Direction — Copy every entry below word for word, omitting the pictures.
────
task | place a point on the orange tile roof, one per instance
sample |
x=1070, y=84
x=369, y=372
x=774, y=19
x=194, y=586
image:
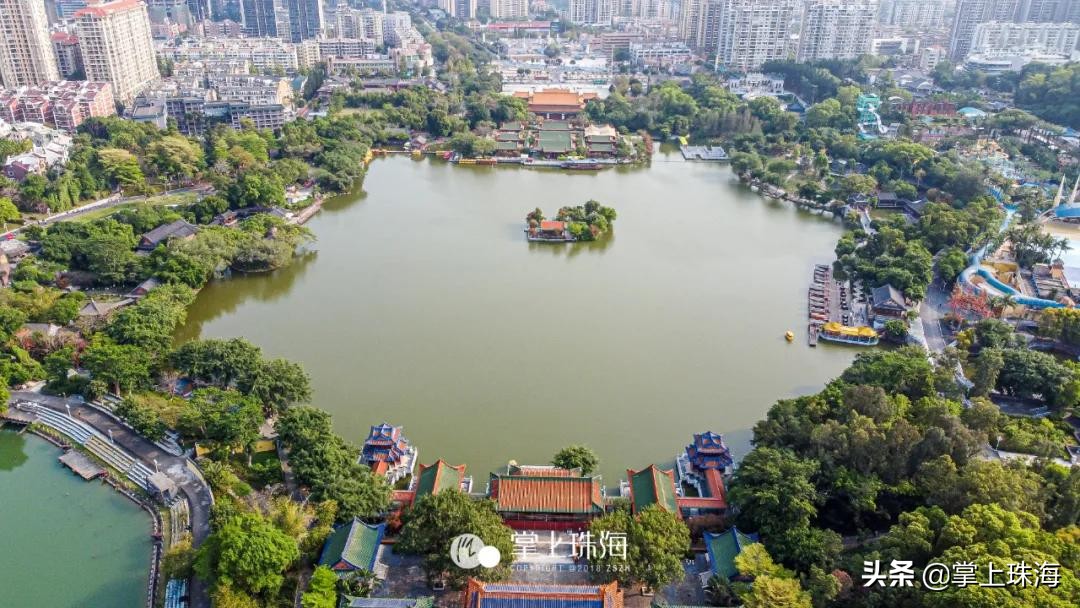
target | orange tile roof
x=380, y=468
x=530, y=494
x=480, y=594
x=554, y=99
x=551, y=225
────
Solution to this task —
task | place a point on the orange tile roof, one per instance
sample |
x=1070, y=84
x=369, y=372
x=774, y=19
x=194, y=586
image:
target | orange tile roof
x=380, y=468
x=530, y=494
x=480, y=594
x=554, y=99
x=551, y=225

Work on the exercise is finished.